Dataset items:
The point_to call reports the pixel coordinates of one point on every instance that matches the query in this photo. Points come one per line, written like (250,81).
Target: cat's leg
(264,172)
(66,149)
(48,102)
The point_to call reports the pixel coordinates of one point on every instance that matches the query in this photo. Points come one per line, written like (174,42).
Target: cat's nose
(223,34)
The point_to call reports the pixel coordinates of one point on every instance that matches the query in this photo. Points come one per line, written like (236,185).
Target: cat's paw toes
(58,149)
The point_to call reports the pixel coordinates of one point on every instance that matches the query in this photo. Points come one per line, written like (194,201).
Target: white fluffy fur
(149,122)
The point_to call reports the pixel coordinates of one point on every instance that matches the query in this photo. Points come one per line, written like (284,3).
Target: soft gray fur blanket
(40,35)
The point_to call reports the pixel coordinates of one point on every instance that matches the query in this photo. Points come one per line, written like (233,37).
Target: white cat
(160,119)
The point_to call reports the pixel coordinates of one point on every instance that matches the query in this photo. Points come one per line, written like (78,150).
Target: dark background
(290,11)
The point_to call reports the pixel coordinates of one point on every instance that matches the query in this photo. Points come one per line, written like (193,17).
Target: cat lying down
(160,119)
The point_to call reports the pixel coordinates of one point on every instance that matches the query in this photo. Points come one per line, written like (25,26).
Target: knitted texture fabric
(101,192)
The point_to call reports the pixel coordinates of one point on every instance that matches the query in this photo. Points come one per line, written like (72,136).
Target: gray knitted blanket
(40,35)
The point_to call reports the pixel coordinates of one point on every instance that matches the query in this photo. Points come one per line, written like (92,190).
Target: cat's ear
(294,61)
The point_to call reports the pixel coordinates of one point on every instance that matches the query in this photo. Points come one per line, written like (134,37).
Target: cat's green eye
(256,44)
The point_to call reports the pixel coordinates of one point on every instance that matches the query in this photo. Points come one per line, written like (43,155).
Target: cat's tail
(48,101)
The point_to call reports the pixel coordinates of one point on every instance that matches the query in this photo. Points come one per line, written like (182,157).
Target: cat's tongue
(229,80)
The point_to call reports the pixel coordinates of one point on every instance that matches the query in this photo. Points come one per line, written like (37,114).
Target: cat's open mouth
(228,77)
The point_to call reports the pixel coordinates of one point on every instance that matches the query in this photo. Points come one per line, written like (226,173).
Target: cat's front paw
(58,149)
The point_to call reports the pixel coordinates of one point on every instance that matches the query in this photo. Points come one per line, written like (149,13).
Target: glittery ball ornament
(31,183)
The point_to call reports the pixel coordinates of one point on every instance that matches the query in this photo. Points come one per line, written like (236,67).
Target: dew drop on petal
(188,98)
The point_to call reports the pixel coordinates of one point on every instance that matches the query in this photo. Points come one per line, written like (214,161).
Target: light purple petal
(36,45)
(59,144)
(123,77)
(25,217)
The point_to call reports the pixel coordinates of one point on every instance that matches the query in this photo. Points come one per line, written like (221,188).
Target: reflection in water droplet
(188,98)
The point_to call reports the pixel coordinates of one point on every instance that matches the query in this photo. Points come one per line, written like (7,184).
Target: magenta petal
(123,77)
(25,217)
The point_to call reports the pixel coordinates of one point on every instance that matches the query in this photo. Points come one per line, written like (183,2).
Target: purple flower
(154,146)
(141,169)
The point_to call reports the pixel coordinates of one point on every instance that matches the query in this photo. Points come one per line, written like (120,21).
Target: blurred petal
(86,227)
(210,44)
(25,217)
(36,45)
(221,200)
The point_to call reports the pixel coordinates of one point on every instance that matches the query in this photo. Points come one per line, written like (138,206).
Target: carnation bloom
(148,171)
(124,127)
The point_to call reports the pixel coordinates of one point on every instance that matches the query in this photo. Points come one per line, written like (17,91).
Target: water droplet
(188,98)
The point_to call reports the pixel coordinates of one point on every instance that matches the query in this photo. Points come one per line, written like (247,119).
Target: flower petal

* _WORK INSTRUCTIONS_
Copy the material above back out, exactly as written.

* _RESULT_
The point_to call reports the pixel coordinates of one point on every instance that matches the query in this photo. Points come one per line, written like (250,81).
Target: cat's leg
(264,172)
(66,149)
(48,102)
The point_to call reports the pixel coordinates of one point on every instance that matches the query in this photo. Points come one per line, written like (174,42).
Target: cat's nose
(223,34)
The point_to call reports the pixel coordinates of one point on every instance that matches the query in this photo. Points come one per line, written like (236,185).
Target: cat's paw toes
(58,149)
The point_to call reports the pixel coordinates of one point on every instance that matches the query in this photo. Points come one per line, written like (194,201).
Target: white fluffy fur
(149,122)
The point_to call reports the pixel coordinates of one point on every instance that matches the query in this photo. Points come one per line, written like (284,3).
Target: soft gray fur blanket
(40,35)
The point_to call reports the pixel coordinates of one point on every instance that matches the query in this photo. Points come one per line, written like (233,37).
Target: white cat
(160,119)
The point_to call reports the pixel coordinates of one point on every instance that matches the query in this photo. Points come one per line, written like (78,150).
Target: dark background
(290,11)
The point_to call reports the pixel coordinates of one point on every instance that matches the query in this photo. Points come one per line, written like (193,17).
Target: cat lying down
(160,119)
The point_to call reports the pixel coordinates of one point on every instance that matches the query in this photo. Points come one per line, written like (25,26).
Target: knitted texture fabric
(101,192)
The point_to call reports the pixel coordinates of one point on every instance that matches the query in this photo. Points come one per line, written like (72,136).
Target: gray knitted blanket
(40,35)
The point_to call reports the pixel coordinates of one point on every instance that matches the query in this photo. Points come one per line, written like (92,190).
Target: cat's ear
(294,61)
The point_to call reports the pixel coordinates of one point on every instance that matches the query in this photo. Points come one per line, written like (134,37).
Target: cat's green eye
(256,44)
The point_to call reports the pixel coordinates of one point on every instance that matches the query in this photo. Points come one per line, written like (43,155).
Target: cat's tail
(48,101)
The point_to call reports the pixel coordinates of one point on every instance that matches the query in this photo. Points come one per line, written like (182,157).
Target: cat's tongue
(229,80)
The point_to call reports the pixel coordinates of one point on every instance that matches the query in this photo. Points come one per line, written like (37,114).
Target: cat's open mouth
(228,77)
The point_to call reports the pixel coordinates of one point on every instance that matches the query in this photo. Points come one per line, written like (226,173).
Target: cat's front paw
(58,149)
The point_to call reports the pixel coordinates of one point on every instance that matches the query in this photo. Points come one per line, written like (149,13).
Target: glittery ball ornament
(31,183)
The point_to call reports the pixel coordinates of one point on every instance that matches the query in this photo. Points come one per line, written like (236,67).
Target: dew drop on petal
(188,98)
The point_to call reports the pixel coordinates of one point on every instance that matches the query in this photo. Points come one per line, written like (214,161).
Target: light purple petal
(36,45)
(59,144)
(123,77)
(25,217)
The point_to call reports the pixel coordinates of one point on every instance that matches the query in this photo. Points come one per line, written like (221,188).
Target: reflection in water droplet
(188,98)
The point_to call reports the pixel coordinates of one point on every instance that matches the query in this photo. Points come one per line, written like (7,184).
Target: magenta petal
(123,77)
(25,217)
The point_to call reports the pixel coordinates of one point on every instance that matches the query in this photo. Points come one per line, written like (183,2).
Target: purple flower
(154,146)
(141,169)
The point_to call reports the pixel coordinates of one point on every instance that matches the query in this photo. Points come one per line, written like (120,21).
Target: blurred petal
(86,227)
(210,44)
(25,217)
(36,45)
(221,200)
The point_to call reports the pixel coordinates of one point on every instance that matches the query in this photo. Points come one per line, written like (138,206).
Target: carnation bloom
(148,171)
(124,127)
The point_to call reports the pixel coordinates of one point on every instance that matches the query in this photo. Points come one per line, written like (17,91).
Target: water droplet
(188,98)
The point_to call reports the pixel coordinates of one point on every instance that matches the query in this photo. Points come one per line, written like (247,119).
Target: flower petal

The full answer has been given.